Problem description:
Pick out and copy each line of the listing below that contains the string "then". Letter case matters.

[Records taken from a dataset]
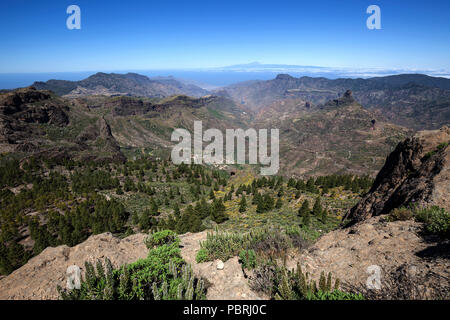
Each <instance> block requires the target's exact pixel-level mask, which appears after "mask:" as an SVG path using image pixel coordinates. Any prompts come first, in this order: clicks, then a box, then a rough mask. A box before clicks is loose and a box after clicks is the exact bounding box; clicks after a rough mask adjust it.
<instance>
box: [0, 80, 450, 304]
mask: <svg viewBox="0 0 450 320" xmlns="http://www.w3.org/2000/svg"><path fill="white" fill-rule="evenodd" d="M448 81H449V80H447V79H443V78H433V77H428V76H422V75H401V76H392V77H383V78H370V79H364V80H363V79H337V80H329V79H325V78H308V77H303V78H294V77H291V76H289V75H284V74H280V75H278V76H277V77H276V78H275V79H273V80H268V81H251V82H247V83H239V84H236V85H231V86H227V87H223V88H220V89H217V90H215V91H212V92H211V91H206V90H204V89H201V88H199V87H196V86H194V85H191V84H186V83H184V82H180V81H178V80H177V79H174V78H157V79H156V78H155V79H153V78H148V77H145V76H141V75H138V74H131V73H128V74H106V73H97V74H94V75H93V76H91V77H88V78H87V79H85V80H81V81H65V80H50V81H47V82H45V83H44V82H36V83H34V84H33V86H30V87H26V88H19V89H15V90H5V91H2V92H1V93H0V152H1V155H0V173H1V174H0V177H1V178H0V192H1V193H0V204H1V206H0V207H1V209H0V228H1V229H0V273H1V274H2V275H1V276H0V287H1V288H2V289H0V298H2V299H74V300H78V299H121V300H122V299H127V300H128V299H131V300H134V299H150V300H158V299H163V300H164V299H169V300H170V299H188V300H193V299H206V298H207V299H225V298H228V299H308V300H320V299H339V300H342V299H344V300H345V299H351V300H360V299H386V298H388V297H393V298H394V299H397V298H399V297H400V296H401V294H404V295H410V296H408V297H410V298H418V297H419V296H412V293H411V292H410V291H407V290H410V289H411V290H413V289H414V290H419V291H420V294H421V296H420V297H419V298H431V299H438V298H441V299H442V298H443V299H448V292H449V291H448V290H449V287H448V281H447V284H445V279H448V276H449V275H448V271H447V270H448V260H447V258H446V254H447V255H448V232H449V225H450V224H449V214H448V211H449V202H448V195H449V194H450V191H449V190H448V179H449V177H448V142H449V141H450V135H449V134H450V133H449V131H448V130H449V129H448V126H445V124H447V123H448V121H449V118H448V111H449V108H448V101H447V98H446V97H447V95H448V93H449V92H450V91H449V90H450V85H449V83H448ZM449 97H450V95H449ZM449 101H450V100H449ZM400 111H401V112H400ZM195 121H201V122H202V124H203V128H204V130H205V129H209V128H215V129H218V130H220V131H222V132H225V130H226V129H238V128H242V129H244V130H245V129H248V128H254V129H255V130H259V129H271V128H276V129H279V132H280V145H279V147H280V152H279V158H280V170H279V172H278V173H277V174H276V175H273V176H261V175H260V165H248V164H214V165H209V164H204V163H203V164H180V165H175V164H173V162H172V161H171V160H172V159H171V150H172V148H173V147H174V145H175V144H176V143H175V142H173V141H172V139H171V136H172V132H173V130H174V129H175V128H181V129H186V130H188V131H190V132H193V129H194V122H195ZM441 127H442V128H441ZM419 129H435V130H428V131H419V132H418V130H419ZM203 145H204V143H203ZM245 155H246V158H247V159H248V158H249V154H248V150H246V152H245ZM402 239H403V240H402ZM124 248H126V250H128V251H127V252H128V253H125V251H124V250H125V249H124ZM386 250H388V251H389V252H391V253H392V257H393V258H389V257H388V251H386ZM89 252H92V254H90V253H89ZM371 257H372V258H371ZM373 257H376V258H373ZM85 262H86V264H85ZM369 262H370V263H369ZM377 263H380V264H381V263H382V266H383V267H384V268H385V269H384V272H386V274H389V275H392V279H391V280H392V281H393V285H392V286H391V287H389V288H385V290H386V291H382V292H380V294H379V295H378V296H374V294H373V292H369V291H367V290H365V289H364V288H363V286H362V285H361V283H363V282H364V281H365V279H364V275H365V269H366V268H367V267H369V266H370V265H371V264H377ZM71 264H76V265H78V266H79V267H81V272H82V274H83V281H82V288H81V289H74V290H68V289H64V284H65V272H66V268H67V266H69V265H71ZM408 264H413V265H414V266H415V267H417V269H418V270H419V273H418V274H419V276H420V278H418V279H419V280H414V281H416V282H414V283H413V284H414V287H411V288H406V289H405V290H406V291H405V292H397V293H394V292H393V286H394V285H396V284H398V283H397V282H395V281H396V278H395V277H397V276H399V275H400V273H401V272H404V270H406V269H405V268H406V267H408V266H409V265H408ZM427 265H428V266H430V265H431V266H432V270H433V272H435V273H436V274H437V276H436V277H437V278H436V277H435V278H433V279H431V280H430V279H429V276H430V270H428V269H427ZM405 266H406V267H405ZM400 267H404V268H403V269H401V270H400V269H399V268H400ZM30 270H35V271H33V272H31V271H30ZM347 270H353V272H347ZM329 272H331V273H329ZM37 274H40V276H39V278H38V277H37V276H36V275H37ZM49 275H51V276H49ZM53 275H56V276H54V277H53ZM233 275H235V278H233ZM133 279H140V280H139V281H140V282H139V283H137V282H136V281H137V280H133ZM233 279H234V280H233ZM408 279H409V278H408ZM397 280H398V279H397ZM133 281H134V282H133ZM341 281H342V282H341ZM411 281H412V280H411ZM28 283H29V284H30V285H29V286H28V285H27V284H28ZM418 283H421V284H423V285H424V286H425V287H423V286H422V287H420V288H419V286H418V285H417V286H416V284H418ZM222 292H226V294H222ZM221 294H222V296H221ZM389 295H392V296H389Z"/></svg>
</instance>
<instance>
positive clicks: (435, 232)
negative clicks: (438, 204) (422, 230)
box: [414, 206, 450, 239]
mask: <svg viewBox="0 0 450 320" xmlns="http://www.w3.org/2000/svg"><path fill="white" fill-rule="evenodd" d="M414 215H415V218H416V220H417V221H419V222H423V223H424V230H425V232H427V233H430V234H437V235H439V236H440V237H442V238H446V239H450V214H449V213H448V212H447V211H445V210H444V209H443V208H439V207H437V206H432V207H429V208H422V209H416V210H415V214H414Z"/></svg>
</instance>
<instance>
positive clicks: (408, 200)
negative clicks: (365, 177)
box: [347, 126, 450, 222]
mask: <svg viewBox="0 0 450 320" xmlns="http://www.w3.org/2000/svg"><path fill="white" fill-rule="evenodd" d="M449 142H450V128H449V127H448V126H445V127H442V128H441V129H440V130H433V131H423V132H419V133H417V134H416V135H415V136H414V137H412V138H408V139H406V140H405V141H403V142H401V143H400V144H399V145H398V146H397V148H396V149H395V150H394V151H393V152H392V153H391V154H390V155H389V157H388V158H387V159H386V163H385V165H384V166H383V168H382V169H381V170H380V172H379V173H378V175H377V177H376V179H375V182H374V184H373V186H372V188H371V190H370V191H369V192H368V193H367V195H365V197H364V198H363V199H362V200H361V201H360V202H359V203H358V204H357V205H356V206H355V207H353V208H352V210H351V211H350V212H349V213H348V214H347V218H348V219H350V220H351V221H352V222H359V221H362V220H365V219H368V218H370V217H371V216H377V215H380V214H386V213H389V212H390V211H391V210H393V209H395V208H399V207H401V206H409V205H411V204H415V205H419V206H429V205H437V206H440V207H442V208H444V209H446V210H447V211H448V210H450V202H449V199H448V195H449V194H450V185H449V183H448V181H449V179H450V173H449V162H450V149H449V148H448V143H449Z"/></svg>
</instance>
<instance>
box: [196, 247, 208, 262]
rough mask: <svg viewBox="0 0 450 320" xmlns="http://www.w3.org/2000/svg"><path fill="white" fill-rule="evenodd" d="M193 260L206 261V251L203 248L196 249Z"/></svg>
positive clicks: (206, 254) (205, 250)
mask: <svg viewBox="0 0 450 320" xmlns="http://www.w3.org/2000/svg"><path fill="white" fill-rule="evenodd" d="M195 261H197V263H202V262H206V261H208V252H207V251H206V250H205V249H200V250H198V252H197V255H196V256H195Z"/></svg>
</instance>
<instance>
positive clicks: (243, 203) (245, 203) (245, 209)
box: [239, 196, 247, 213]
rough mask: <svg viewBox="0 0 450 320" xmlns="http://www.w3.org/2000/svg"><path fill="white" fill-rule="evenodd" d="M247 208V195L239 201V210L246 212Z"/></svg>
mask: <svg viewBox="0 0 450 320" xmlns="http://www.w3.org/2000/svg"><path fill="white" fill-rule="evenodd" d="M246 210H247V200H246V199H245V196H242V199H241V201H240V202H239V212H241V213H242V212H245V211H246Z"/></svg>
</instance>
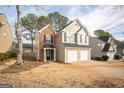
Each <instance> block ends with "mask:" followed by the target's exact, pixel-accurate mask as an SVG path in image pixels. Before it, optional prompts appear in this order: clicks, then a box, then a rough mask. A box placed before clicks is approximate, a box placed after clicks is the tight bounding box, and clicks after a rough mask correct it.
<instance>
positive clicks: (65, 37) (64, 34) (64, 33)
mask: <svg viewBox="0 0 124 93" xmlns="http://www.w3.org/2000/svg"><path fill="white" fill-rule="evenodd" d="M64 41H65V42H66V33H64Z"/></svg>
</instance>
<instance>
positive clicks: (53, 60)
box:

Task result:
Each <instance> block requires the target's exact pixel-level mask, which appears after "mask:" as an SVG path using image pixel coordinates. Any prompts come first, in this order: clicks, then a box, then a rough mask. A box before clicks is loose and a box after clicks is the exact bounding box; clicks after a rough mask adjust it.
Each <instance> block ends with "mask:" followed by the target's exact, pixel-accurate mask as an SVG path in image pixels. Before it, optional prompts appear in this order: clicks, then a box, then a rough mask. A box placed before clicks is approximate, a box placed after clicks is the tight bounding box, and clicks after a rough mask correct it.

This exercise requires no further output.